TAREFA ESCRITA ::
Por favor, reproduza na íntegra o trecho da página sobre a entrega de si nos trabalhos segundo o Gita, sem mudar nenhuma palavra.

17.9.10

Entrega de Si nos Trabalhos - O caminho do Gita (Parte 3)

Síntese da Yoga
Capítulo III
A Yoga dos Trabalhos Divinos: Entrega de Si nos trabalhos ― O Caminho do Gita.
Parte 3


Comentários
Nesse fragmento Sri Aurobindo fala sobre:
• A realização humana descrita pelo Gita: a liberdade dinâmica, e não só estática.
• O tema central se torna a questão da liberdade.
• Uma análise do que vem a ser o chamado livre-arbítrio.
• Busca-se compreender se a natureza de nossa liberdade.
• Inicia a busca pela compreensão do que vem a ser a verdadeira liberdade.
• É feito uma análise sobre o comportamento da mente, que nos leva a crer estamos no controle.
• Define-se o que vem a ser a verdadeira liberdade e como alcançá-la.

LISTAGEM DE DADOS ::
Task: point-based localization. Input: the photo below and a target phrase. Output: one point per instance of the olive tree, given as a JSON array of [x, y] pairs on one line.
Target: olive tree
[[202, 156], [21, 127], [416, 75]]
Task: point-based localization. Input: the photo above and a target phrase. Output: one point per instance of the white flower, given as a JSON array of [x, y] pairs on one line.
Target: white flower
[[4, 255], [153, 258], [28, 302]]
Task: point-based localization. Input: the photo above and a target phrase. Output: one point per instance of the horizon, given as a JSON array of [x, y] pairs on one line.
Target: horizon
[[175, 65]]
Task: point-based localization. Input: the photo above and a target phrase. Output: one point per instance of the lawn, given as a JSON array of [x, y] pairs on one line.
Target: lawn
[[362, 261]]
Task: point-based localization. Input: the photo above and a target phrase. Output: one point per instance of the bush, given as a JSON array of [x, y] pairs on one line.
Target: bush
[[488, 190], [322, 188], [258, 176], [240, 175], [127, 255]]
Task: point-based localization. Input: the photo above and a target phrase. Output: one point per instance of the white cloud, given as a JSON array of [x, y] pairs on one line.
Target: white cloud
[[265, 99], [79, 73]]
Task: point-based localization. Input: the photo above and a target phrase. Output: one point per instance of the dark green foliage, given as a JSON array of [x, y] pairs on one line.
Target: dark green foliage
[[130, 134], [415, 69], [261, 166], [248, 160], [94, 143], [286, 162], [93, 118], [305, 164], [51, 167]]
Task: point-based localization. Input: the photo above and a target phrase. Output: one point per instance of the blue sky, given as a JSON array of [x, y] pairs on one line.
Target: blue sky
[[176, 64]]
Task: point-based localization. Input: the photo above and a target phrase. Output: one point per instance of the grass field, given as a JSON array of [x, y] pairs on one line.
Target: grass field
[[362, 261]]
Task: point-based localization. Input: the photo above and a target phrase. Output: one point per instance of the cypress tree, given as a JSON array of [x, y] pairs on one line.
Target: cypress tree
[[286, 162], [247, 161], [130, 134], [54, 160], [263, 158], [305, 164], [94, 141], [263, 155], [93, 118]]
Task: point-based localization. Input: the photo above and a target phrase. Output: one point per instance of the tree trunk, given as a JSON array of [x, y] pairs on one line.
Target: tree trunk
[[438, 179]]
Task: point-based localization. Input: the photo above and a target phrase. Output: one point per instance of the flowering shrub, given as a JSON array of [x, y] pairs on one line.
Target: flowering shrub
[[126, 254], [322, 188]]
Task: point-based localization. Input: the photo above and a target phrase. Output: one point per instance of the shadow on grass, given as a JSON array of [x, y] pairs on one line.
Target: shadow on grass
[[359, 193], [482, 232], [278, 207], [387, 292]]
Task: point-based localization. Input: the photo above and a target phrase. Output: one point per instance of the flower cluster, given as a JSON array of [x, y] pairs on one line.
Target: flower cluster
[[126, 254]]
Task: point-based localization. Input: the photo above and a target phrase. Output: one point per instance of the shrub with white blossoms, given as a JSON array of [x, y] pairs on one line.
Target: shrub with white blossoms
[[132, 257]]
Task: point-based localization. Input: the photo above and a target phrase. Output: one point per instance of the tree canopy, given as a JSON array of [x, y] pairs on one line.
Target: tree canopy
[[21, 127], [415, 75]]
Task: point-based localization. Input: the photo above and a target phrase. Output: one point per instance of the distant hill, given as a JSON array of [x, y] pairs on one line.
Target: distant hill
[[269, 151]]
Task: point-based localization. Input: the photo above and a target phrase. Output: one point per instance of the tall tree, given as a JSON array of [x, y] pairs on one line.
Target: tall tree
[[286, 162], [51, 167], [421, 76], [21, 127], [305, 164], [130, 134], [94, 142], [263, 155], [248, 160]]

...

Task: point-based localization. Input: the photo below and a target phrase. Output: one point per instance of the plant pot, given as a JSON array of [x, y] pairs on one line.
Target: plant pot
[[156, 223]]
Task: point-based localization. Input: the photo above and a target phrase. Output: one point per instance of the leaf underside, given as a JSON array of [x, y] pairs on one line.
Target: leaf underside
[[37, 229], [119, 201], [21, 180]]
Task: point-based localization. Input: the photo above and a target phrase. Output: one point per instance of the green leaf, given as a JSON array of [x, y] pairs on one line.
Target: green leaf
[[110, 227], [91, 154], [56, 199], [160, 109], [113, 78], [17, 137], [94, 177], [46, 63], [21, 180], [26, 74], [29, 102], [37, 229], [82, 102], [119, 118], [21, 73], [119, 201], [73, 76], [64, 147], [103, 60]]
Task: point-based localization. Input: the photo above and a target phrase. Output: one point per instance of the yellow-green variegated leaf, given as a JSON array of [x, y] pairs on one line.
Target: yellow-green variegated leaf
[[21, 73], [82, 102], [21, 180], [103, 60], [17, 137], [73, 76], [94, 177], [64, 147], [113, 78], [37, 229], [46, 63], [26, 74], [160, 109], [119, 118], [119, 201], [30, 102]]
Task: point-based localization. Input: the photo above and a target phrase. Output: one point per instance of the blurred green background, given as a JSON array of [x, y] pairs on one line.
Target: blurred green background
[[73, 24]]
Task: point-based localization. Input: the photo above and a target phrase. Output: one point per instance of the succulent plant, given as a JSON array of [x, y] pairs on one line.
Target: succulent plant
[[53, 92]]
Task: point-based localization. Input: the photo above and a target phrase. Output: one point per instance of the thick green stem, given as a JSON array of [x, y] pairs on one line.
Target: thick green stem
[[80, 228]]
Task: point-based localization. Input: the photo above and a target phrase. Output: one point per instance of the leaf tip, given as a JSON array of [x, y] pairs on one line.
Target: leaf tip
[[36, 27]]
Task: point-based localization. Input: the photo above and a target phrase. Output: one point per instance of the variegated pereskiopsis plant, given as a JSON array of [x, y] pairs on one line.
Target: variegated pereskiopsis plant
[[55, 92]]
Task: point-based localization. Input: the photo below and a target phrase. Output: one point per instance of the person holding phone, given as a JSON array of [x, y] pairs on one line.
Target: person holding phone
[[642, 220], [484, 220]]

...

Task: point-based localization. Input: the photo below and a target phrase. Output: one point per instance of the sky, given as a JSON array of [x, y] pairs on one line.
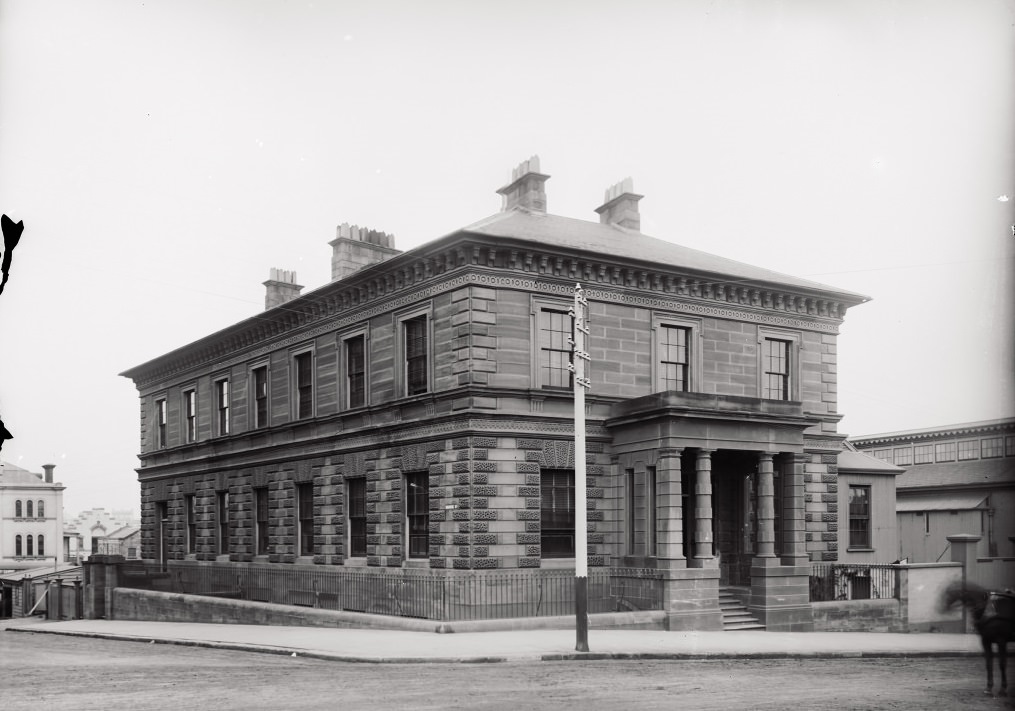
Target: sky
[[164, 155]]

RESPOSTA DO EXERCÍCIO ::
17.9.10

Entrega de Si nos Trabalhos - O caminho do Gita (Parte 3)

Síntese da Yoga
Capítulo III
A Yoga dos Trabalhos Divinos: Entrega de Si nos trabalhos ― O Caminho do Gita.
Parte 3


Comentários
Nesse fragmento Sri Aurobindo fala sobre:
• A realização humana descrita pelo Gita: a liberdade dinâmica, e não só estática.
• O tema central se torna a questão da liberdade.
• Uma análise do que vem a ser o chamado livre-arbítrio.
• Busca-se compreender se a natureza de nossa liberdade.
• Inicia a busca pela compreensão do que vem a ser a verdadeira liberdade.
• É feito uma análise sobre o comportamento da mente, que nos leva a crer estamos no controle.
• Define-se o que vem a ser a verdadeira liberdade e como alcançá-la.